Aufgabenstellung –
Gib den Abschnitt des Auszugs über die Kühlerwahl beginnend bei "## Jägermaister (21." und endend bei "Caduzzz (22. September 2010)" erneut wieder und tausche dabei "zocken" gegen "spielen".

=== Vorliegender Auszug ===

Aus Preisleistungssicht natürlich der Brocken. Aber was sind schon 6 euro . Gewählt habe ich die Nordwand. Hab den zwar nicht selbst, aber ein Kumpel. Ich selbst hab das Matterhorn, welcher ja der direkte nachfolger der Nordwand ist. Verbeitung und Ausstattung sind TOP! Zum Brocken kann ich leider nichts sagen obwohl man mit einem Kühler aus dem Hause EKL eh nichts falsch machen kann.

Natürlich mögen es nur ein paar Grad unterschied sein, aber ein bisschen understatement darf doch sein 

Die paar °C können in einem geschlossenen System schon mehr ausmachen. Wichtig ist halt auch, dass du die warme Luft auch wieder schnell genug aus dem Gehäuse herraus bekommst. Die Erfahrung musste ich auch machen. Ich dachte mein low noise 120er hinten und das Netzteil werden das schon richten. Pustekuchen! Hab mit mehren Konfigurationen und Luftersteuerung rumprobiert. Der Lüfter des Matterhorn war so leistungsfähig das er die Luft im Gehäuse verteilte, weil der hintere 120er nicht hinter her kam mit rauspusten, auch nicht auf voller pulle(Scythe Sflex 120er 1200rpm). Das Ende vom Lied war, dass ich mir noch einen Wingboost bestellt habe und mir ein pwm Y Kabel gebaut habe. 
Ein 2. Lüfter am Kühler Bringt höchsten 1-2 °C weniger. Wenn du dir also den Brocken holst und dann noch einen 2. Lüfter ran bastellst, dürftest du bei einem ausreichend Airflow die Leistung der Norwand erreichen. Falls du keinen Lüfter über hast, kostest der dich mindestens 6 Euro 
Deswegen: [x] NORDWAND


----------



## Jägermaister (21. September 2010)

*AW: EKL Alpenföhn Brocken oder Nordwand?*

ich würde auch den brocken nehmen. wenn du richtig übertakten willst sind beide ja nicht das allerbeste als lukü. und zum zocken und "gesundem" übertakten reicht auch der brocken locker aus. allerdings würde ich nicht vernachlässigen das du den nordwand schöner findest. nachher ärgerst du dich noch weil du den brocken nicht so schön findest.


----------



## Caduzzz (22. September 2010)

*AW: EKL Alpenföhn Brocken oder Nordwand?*

kann jägermaister nur zustimmen beim gebrauch/kühlung. empfehlen würde ich weiterhin den brocken, aber schöner find ich auch die nordwand (hab sie ja selber  )

und die entscheidung nach schönheit/style und/oder budget/leistung mußt schon selber dann machen bzw. den zeitpunkt der entscheidung festlegen, sonst gäbe es ja hier keine umfrage 

lg


----------



## AntiFanboy (22. September 2010)

*AW: EKL Alpenföhn Brocken oder Nordwand?*

@zulu1024 : nen guten airflow habe ich schon, da hab ichs chon dran gearbeitet!

=== Bereitgestelltes Material ===

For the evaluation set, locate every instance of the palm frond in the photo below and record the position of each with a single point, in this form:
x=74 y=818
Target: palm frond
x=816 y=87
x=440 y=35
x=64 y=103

===

Lösung –
## Jägermaister (21. September 2010)

*AW: EKL Alpenföhn Brocken oder Nordwand?*

ich würde auch den brocken nehmen. wenn du richtig übertakten willst sind beide ja nicht das allerbeste als lukü. und zum spielen und "gesundem" übertakten reicht auch der brocken locker aus. allerdings würde ich nicht vernachlässigen das du den nordwand schöner findest. nachher ärgerst du dich noch weil du den brocken nicht so schön findest.


----------



## Caduzzz (22. September 2010)